Ok. I was left with questions. First, this sounds like erotica – how is it a classic? Second, as a trained librarian I immediately wondered if the librarian part was essential to the story. Third, does she really have sex with a bear? Then I became even more intrigued when I discovered I couldn’t get this book digitally but only in print AND it’s out of print in the US so it’s far cheaper to purchase it abroad and have it sent here. So, now that I got this book from the UK and read it (in one weekend), let me answer these questions for you.
First, I wouldn’t call this erotica. The point, in spite of the murmurings about it, is absolutely not about sex with a bear, whereas in erotica, the point is the sex. I in all honesty would say this is a book about burnout. Lou is an archivist who is in a rut. When the nameless Institute she works for sends her to this estate that has been left to them to inventory their materials, her time in nature and her experiences with the locals (yes, including Bear), reveals her massive burnout to her.
She wondered by what right she was there, and why she did what she did for a living. And who she was.
(pg 93)
Second, I would definitely say the librarian part is essential to the story. Librarianship is a feminized profession. This book was first published in 1976. It is an exploration of what it means to be a working woman and how the world views working women, even when our work is performed outside of the public’s eye (perhaps especially when our work is performed outside of the public’s eye). I also thought this book does an excellent job of showing how even though librarianship is a feminized profession, those in the positions of greatest power within libraries and archives are men. Lou’s boss is a man, and this is relevant to her negative work experience.

▶ Given task a
Transcribe the full book review word for word.
The book review and the rows are unrelated to each other.

▶ Material shown
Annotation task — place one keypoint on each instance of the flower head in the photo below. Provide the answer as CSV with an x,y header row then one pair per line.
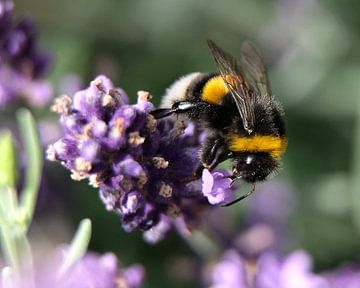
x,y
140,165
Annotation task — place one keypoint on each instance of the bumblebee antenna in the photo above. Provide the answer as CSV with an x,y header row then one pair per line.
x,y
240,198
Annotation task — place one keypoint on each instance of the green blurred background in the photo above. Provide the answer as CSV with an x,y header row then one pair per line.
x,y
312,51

* * *

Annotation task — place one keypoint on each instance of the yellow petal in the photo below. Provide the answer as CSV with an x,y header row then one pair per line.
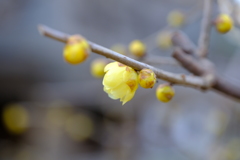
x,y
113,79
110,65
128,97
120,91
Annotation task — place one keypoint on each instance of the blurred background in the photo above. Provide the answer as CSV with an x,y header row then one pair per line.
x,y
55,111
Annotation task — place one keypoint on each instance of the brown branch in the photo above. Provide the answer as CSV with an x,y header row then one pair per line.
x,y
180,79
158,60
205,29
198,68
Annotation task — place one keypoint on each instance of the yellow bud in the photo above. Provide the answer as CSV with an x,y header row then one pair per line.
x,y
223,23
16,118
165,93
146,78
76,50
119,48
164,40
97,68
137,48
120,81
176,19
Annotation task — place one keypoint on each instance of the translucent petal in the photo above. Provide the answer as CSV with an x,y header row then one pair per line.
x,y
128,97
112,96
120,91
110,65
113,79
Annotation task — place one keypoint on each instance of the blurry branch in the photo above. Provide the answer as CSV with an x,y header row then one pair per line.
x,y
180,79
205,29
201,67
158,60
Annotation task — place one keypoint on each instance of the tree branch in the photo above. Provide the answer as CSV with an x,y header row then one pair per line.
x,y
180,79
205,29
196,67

▶ Given task b
Show every line of the rows that contains the word "petal". Case matters.

▶ Expected answer a
Ok. I was left with questions. First, this sounds like erotica – how is it a classic? Second, as a trained librarian I immediately wondered if the librarian part was essential to the story. Third, does she really have sex with a bear? Then I became even more intrigued when I discovered I couldn’t get this book digitally but only in print AND it’s out of print in the US so it’s far cheaper to purchase it abroad and have it sent here. So, now that I got this book from the UK and read it (in one weekend), let me answer these questions for you.
First, I wouldn’t call this erotica. The point, in spite of the murmurings about it, is absolutely not about sex with a bear, whereas in erotica, the point is the sex. I in all honesty would say this is a book about burnout. Lou is an archivist who is in a rut. When the nameless Institute she works for sends her to this estate that has been left to them to inventory their materials, her time in nature and her experiences with the locals (yes, including Bear), reveals her massive burnout to her.
She wondered by what right she was there, and why she did what she did for a living. And who she was.
(pg 93)
Second, I would definitely say the librarian part is essential to the story. Librarianship is a feminized profession. This book was first published in 1976. It is an exploration of what it means to be a working woman and how the world views working women, even when our work is performed outside of the public’s eye (perhaps especially when our work is performed outside of the public’s eye). I also thought this book does an excellent job of showing how even though librarianship is a feminized profession, those in the positions of greatest power within libraries and archives are men. Lou’s boss is a man, and this is relevant to her negative work experience.

▶ Expected answer b
Annotation task — place one keypoint on each instance of the yellow petal in the photo below. Provide the answer as CSV with an x,y header row then one pair per line.
Annotation task — place one keypoint on each instance of the translucent petal in the photo above. Provide the answer as CSV with an x,y header row then one pair per line.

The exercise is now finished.